## DIRECTION A
What release, according to the forum thread below, introduced built-in incentives for doing things for the guild?

## SELECTION

Joi Ito: What World of Warcraft taught me about being a better leader - yarapavan
http://chronicle.com/blogs/wiredcampus/new-director-of-mit-media-lab-talks-of-encouraging-openness/31112

======
Xurinos
Some caution on this...

WoW guild leadership was a good exercise in how to lead _volunteers_. There is
a gulf of difference between leading volunteers and leading paid people. Yes,
there is overlap, too, but it is much harder to motivate volunteers to do
tasks they do not _feel_ like doing at the moment. It is a different kind of
beast to lead, and Joi Ito certainly deserves respect for learning how to do
that effectively.

Note I said "was". With Cataclysm's release, Blizzard introduced built-in
incentives to do things for the guild. A guild member gets rewarded by the
game for working for the guild. This reduces the leadership burden quite a lot
and focuses it more on the "getting X number of people together at Y time to
raid/PvP" task. Additionally, guild leadership can now check the WoW Armory to
see what raids potential guild candidates have completed and how many times;
thus, players have incentives to work with guilds to establish their
experience/pwning ability. That makes it easier for guild leaders to gather
people for raids because people have more incentive to be there. Effectively,
members are now paid to work for their guild or to increase their own standing
if they want to work for another guild.

------
ilamont
Good interview.

## RECORDS TO PROCESS
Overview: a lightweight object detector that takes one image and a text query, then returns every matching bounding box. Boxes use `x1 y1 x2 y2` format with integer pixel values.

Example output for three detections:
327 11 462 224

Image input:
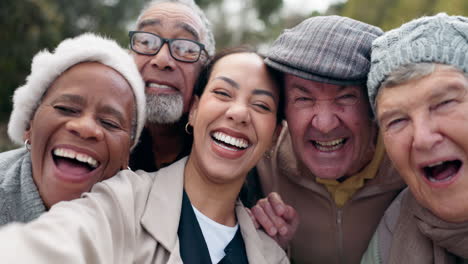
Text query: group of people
0 0 468 264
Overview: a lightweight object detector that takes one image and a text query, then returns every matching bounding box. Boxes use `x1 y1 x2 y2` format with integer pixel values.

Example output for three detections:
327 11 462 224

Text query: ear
189 95 200 126
121 156 130 170
271 122 284 147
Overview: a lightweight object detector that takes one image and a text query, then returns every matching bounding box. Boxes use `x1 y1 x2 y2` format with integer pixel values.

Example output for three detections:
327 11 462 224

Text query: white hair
137 0 216 62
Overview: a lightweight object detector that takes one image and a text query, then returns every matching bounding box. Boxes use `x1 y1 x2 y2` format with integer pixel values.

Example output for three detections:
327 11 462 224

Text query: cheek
133 54 150 72
286 110 313 137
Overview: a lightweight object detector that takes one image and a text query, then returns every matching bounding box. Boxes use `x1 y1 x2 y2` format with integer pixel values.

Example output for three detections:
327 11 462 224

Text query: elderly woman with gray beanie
362 13 468 264
0 33 145 225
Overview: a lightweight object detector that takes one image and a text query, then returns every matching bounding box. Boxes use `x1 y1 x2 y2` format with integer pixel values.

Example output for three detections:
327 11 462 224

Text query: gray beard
146 93 184 125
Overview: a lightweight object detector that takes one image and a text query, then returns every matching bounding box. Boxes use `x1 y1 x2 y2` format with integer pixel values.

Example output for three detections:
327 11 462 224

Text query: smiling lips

## DIRECTION B
Edit the entries above, starting at the beginning of the entries and stopping after the line that contains "146 93 184 125". Replace "lightweight" with "compact", keep everything else unchanged, and leave the pictures out of your answer.

## FULL OUTPUT A
Cataclysm's release

## FULL OUTPUT B
Overview: a compact object detector that takes one image and a text query, then returns every matching bounding box. Boxes use `x1 y1 x2 y2` format with integer pixel values.

Example output for three detections:
327 11 462 224

Image input:
Text query: group of people
0 0 468 264
Overview: a compact object detector that takes one image and a text query, then returns every matching bounding box. Boxes use `x1 y1 x2 y2` format with integer pixel values.

Example output for three detections:
327 11 462 224

Text query: ear
189 95 200 126
121 156 130 170
271 122 284 147
Overview: a compact object detector that takes one image and a text query, then returns every matching bounding box. Boxes use `x1 y1 x2 y2` format with integer pixel values.

Example output for three detections:
327 11 462 224

Text query: white hair
137 0 216 62
Overview: a compact object detector that takes one image and a text query, then returns every matching bounding box. Boxes use `x1 y1 x2 y2` format with integer pixel values.

Example output for three detections:
327 11 462 224

Text query: cheek
133 54 150 72
286 110 313 137
Overview: a compact object detector that takes one image and a text query, then returns every matching bounding box. Boxes use `x1 y1 x2 y2` format with integer pixel values.

Example output for three detections:
327 11 462 224

Text query: elderly woman with gray beanie
362 13 468 264
0 33 145 225
Overview: a compact object detector that takes one image and a text query, then returns every matching bounding box. Boxes use `x1 y1 x2 y2` format with integer pixel values.

Example output for three detections:
327 11 462 224

Text query: gray beard
146 93 184 125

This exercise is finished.